_Your task_.
Reproduce every line of the entries below in full, shifting each coordinate in the answer paths by -87. Leave out the pictures.

Image boundary annotation data
++++++

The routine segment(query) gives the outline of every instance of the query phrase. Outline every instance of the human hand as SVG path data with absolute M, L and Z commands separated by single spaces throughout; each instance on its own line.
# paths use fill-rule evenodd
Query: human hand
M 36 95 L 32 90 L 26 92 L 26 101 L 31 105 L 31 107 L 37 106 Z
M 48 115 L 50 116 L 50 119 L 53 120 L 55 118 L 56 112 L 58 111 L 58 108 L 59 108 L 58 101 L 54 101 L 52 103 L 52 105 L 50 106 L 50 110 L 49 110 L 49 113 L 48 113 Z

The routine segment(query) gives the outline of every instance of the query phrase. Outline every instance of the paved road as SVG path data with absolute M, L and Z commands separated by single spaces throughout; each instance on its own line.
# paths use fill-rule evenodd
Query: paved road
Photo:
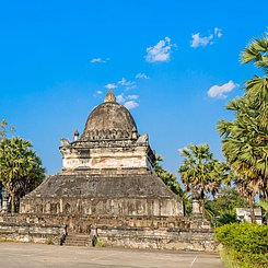
M 223 268 L 215 254 L 0 243 L 7 268 Z

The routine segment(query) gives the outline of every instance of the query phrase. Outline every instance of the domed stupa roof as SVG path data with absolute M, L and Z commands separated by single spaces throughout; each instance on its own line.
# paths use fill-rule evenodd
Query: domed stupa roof
M 129 110 L 116 102 L 108 91 L 104 103 L 90 114 L 81 140 L 125 140 L 137 139 L 138 130 Z

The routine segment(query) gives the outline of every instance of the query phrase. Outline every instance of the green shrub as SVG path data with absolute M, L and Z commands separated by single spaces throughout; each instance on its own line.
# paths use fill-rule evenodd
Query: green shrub
M 47 245 L 54 245 L 54 240 L 51 237 L 46 238 L 45 244 Z
M 215 236 L 241 267 L 268 267 L 268 226 L 232 223 L 215 229 Z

++++++

_Solved problem_.
The routine segment(query) gives the outline of every instance of the query phrase. Outline every instance of the human hand as SVG path data with absolute M, L and Z commands separated by single spaces throughout; each instance on its own line.
# paths use fill-rule evenodd
Query: human hand
M -51 8 L -55 3 L -61 5 L -61 14 L -56 18 L -56 20 L -50 19 Z
M -39 28 L -37 29 L -37 32 L -34 33 L -32 31 L -31 25 L -29 24 L -29 21 L -28 21 L -29 14 L -33 14 L -35 16 L -35 18 L -37 19 L -37 23 L -38 23 L -38 26 L -39 26 Z

The routine segment(query) gives the outline of every instance of the query phrase. Outline every instance of the paved road as SVG path data with absolute M, L and Z commands separated by single spaces throughout; each instance on its own line.
# paths use fill-rule evenodd
Query: paved road
Photo:
M 136 181 L 128 167 L -87 156 L -80 181 Z

The routine segment(query) gives the outline of every instance of the query phrase. Outline every instance of the domed stupa roof as SVG path data with absolute M, L and Z commands separated by single spaces throughout; each instance on its own line.
# paths use fill-rule evenodd
Query: domed stupa roof
M 42 23 L 29 15 L 21 4 L 17 16 L 3 27 L -6 53 L 38 53 L 50 52 L 51 43 Z

The routine segment(query) gives the outline of every instance of the query phrase. Outline every instance of the green shrub as SVG path data with absolute M, L and Z commands separated by single spaces throughout; each instance on its own line.
# paths use fill-rule evenodd
Query: green shrub
M -40 158 L -33 158 L -33 153 L -36 150 L -41 151 L -42 157 Z
M 128 149 L 154 180 L 181 180 L 181 139 L 145 136 L 128 142 Z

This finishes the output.